--- DOCUMENT SECTION ---

When 9/11 mastermind Khalid Sheikh Mohammad was captured on March 1, 2003, he was not cooperative. “I’ll talk to you guys after I get to New York and see my lawyer,” he said, according to former CIA Director George Tenet.

Of course, KSM did not get a lawyer until months later, after his interrogation was completed, and Tenet says that the information the CIA obtained from him disrupted plots and saved lives. “I believe none of these successes would have happened if we had had to treat KSM like a white-collar criminal – read him his Miranda rights and get him a lawyer who surely would have insisted that his client simply shut up,” Tenet wrote in his memoirs.

If Tenet is right, it’s a good thing KSM was captured before Barack Obama became president. For, the Obama Justice Department has quietly ordered FBI agents to read Miranda rights to high value detainees captured and held at U.S. detention facilities in Afghanistan, according a senior Republican on the House Intelligence Committee. “The administration has decided to change the focus to law enforcement. Here’s the problem. You have foreign fighters who are targeting US troops today – foreign fighters who go to another country to kill Americans. We capture them…and they’re reading them their rights – Mirandizing these foreign fighters,” says Representative Mike Rogers, who recently met with military, intelligence and law enforcement officials on a fact-finding trip to Afghanistan.

Rogers, a former FBI special agent and U.S. Army officer, says the Obama administration has not briefed Congress on the new policy. “I was a little surprised to find it taking place when I showed up because we hadn’t been briefed on it, I didn’t know about it. We’re still trying to get to the bottom of it, but it is clearly a part of this new global justice initiative.”

That effort, which elevates the FBI and other law enforcement agencies and diminishes the role of intelligence and military officials, was described in a May 28 Los Angeles Times article.

The FBI and Justice Department plan to significantly expand their role in global counter-terrorism operations, part of a U.S. policy shift that will replace a CIA-dominated system of clandestine detentions and interrogations with one built around transparent investigations and prosecutions.

Under the "global justice" initiative, which has been in the works for several months, FBI agents will have a central role in overseas counter-terrorism cases. They will expand their questioning of suspects and evidence-gathering to try to ensure that criminal prosecutions are an option, officials familiar with the effort said.

--- DATASET CONTENT ---

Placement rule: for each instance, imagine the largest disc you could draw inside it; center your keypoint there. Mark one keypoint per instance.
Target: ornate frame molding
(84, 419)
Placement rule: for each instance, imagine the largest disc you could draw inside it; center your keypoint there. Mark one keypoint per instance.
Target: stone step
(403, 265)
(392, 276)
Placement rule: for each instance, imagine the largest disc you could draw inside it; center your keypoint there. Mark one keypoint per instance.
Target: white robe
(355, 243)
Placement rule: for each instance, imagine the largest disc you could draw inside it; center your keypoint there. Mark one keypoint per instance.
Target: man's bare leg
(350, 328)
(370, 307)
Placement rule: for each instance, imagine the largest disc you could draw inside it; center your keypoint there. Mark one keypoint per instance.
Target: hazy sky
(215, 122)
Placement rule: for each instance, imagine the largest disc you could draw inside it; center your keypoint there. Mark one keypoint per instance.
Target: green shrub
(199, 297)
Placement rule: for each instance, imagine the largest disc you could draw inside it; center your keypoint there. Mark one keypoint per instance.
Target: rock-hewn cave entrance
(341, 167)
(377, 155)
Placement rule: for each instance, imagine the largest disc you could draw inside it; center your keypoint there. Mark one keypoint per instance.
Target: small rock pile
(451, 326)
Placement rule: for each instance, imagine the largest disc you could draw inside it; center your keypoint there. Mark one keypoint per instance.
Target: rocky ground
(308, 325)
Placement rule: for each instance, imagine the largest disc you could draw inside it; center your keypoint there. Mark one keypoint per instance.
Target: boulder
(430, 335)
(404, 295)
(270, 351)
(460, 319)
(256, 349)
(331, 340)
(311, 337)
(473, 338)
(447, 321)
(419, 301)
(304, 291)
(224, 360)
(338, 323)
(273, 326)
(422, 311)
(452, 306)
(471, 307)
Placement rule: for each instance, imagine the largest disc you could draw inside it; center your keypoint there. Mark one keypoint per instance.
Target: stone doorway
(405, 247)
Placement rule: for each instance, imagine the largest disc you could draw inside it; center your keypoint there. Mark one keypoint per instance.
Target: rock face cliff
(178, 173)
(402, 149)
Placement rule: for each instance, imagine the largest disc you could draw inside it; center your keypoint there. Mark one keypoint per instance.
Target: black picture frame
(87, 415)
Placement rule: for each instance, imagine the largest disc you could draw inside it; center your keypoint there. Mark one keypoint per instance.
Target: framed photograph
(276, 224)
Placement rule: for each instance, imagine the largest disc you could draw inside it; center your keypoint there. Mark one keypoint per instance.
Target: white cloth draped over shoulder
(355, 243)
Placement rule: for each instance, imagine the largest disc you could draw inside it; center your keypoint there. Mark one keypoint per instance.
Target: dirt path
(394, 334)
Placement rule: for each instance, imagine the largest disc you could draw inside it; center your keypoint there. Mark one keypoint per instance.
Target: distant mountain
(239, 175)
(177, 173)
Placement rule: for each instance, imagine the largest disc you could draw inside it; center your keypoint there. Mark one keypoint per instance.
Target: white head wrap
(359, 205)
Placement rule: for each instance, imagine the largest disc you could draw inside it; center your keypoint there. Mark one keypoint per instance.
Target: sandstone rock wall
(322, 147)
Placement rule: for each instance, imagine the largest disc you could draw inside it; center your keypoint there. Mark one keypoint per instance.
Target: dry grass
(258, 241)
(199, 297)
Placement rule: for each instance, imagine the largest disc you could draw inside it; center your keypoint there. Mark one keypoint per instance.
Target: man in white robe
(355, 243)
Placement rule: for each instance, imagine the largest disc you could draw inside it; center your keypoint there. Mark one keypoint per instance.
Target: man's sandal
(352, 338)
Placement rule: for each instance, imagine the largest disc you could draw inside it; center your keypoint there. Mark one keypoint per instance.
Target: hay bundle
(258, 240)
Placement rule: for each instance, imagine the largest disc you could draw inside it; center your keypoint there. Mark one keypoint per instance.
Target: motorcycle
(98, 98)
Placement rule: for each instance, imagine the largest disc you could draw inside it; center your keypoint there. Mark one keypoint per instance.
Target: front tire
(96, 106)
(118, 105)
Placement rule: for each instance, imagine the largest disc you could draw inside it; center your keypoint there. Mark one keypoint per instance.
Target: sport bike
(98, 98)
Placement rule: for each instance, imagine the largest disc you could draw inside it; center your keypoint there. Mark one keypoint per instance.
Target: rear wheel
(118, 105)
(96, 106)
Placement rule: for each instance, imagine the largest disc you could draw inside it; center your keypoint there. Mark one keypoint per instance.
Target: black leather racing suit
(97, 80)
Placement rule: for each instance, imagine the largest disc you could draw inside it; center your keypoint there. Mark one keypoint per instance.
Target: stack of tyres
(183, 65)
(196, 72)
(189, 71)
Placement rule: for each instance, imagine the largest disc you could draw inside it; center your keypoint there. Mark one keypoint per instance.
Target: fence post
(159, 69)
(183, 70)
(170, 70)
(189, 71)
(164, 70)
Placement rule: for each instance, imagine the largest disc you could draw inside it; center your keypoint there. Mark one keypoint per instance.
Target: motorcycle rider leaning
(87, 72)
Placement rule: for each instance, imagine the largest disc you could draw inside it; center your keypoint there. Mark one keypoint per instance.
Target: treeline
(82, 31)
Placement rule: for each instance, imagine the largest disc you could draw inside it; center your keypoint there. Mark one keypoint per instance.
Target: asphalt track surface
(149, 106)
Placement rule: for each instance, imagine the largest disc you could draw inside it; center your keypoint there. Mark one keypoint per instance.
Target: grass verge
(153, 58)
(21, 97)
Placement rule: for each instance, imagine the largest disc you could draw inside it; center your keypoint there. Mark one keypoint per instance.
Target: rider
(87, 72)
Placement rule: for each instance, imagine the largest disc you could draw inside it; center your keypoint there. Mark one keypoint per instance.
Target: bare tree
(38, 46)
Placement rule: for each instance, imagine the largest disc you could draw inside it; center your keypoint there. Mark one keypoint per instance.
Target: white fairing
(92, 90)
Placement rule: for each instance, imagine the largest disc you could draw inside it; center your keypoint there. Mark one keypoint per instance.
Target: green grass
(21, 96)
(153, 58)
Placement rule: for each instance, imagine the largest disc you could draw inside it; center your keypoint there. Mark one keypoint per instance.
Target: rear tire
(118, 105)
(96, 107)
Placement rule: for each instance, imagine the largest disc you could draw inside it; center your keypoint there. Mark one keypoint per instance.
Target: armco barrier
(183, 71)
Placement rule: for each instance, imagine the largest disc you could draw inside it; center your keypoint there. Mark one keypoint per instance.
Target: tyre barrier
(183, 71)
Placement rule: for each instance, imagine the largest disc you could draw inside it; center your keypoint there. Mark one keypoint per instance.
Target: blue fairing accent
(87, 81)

---

[PROBLEM REQUIREMENTS]: From the article above on reading Miranda rights to detainees, reproduce word for word the passage that opens with the words containing "That effort, which" and closes with "the effort said.".

[IN RESPONSE]:
That effort, which elevates the FBI and other law enforcement agencies and diminishes the role of intelligence and military officials, was described in a May 28 Los Angeles Times article.

The FBI and Justice Department plan to significantly expand their role in global counter-terrorism operations, part of a U.S. policy shift that will replace a CIA-dominated system of clandestine detentions and interrogations with one built around transparent investigations and prosecutions.

Under the "global justice" initiative, which has been in the works for several months, FBI agents will have a central role in overseas counter-terrorism cases. They will expand their questioning of suspects and evidence-gathering to try to ensure that criminal prosecutions are an option, officials familiar with the effort said.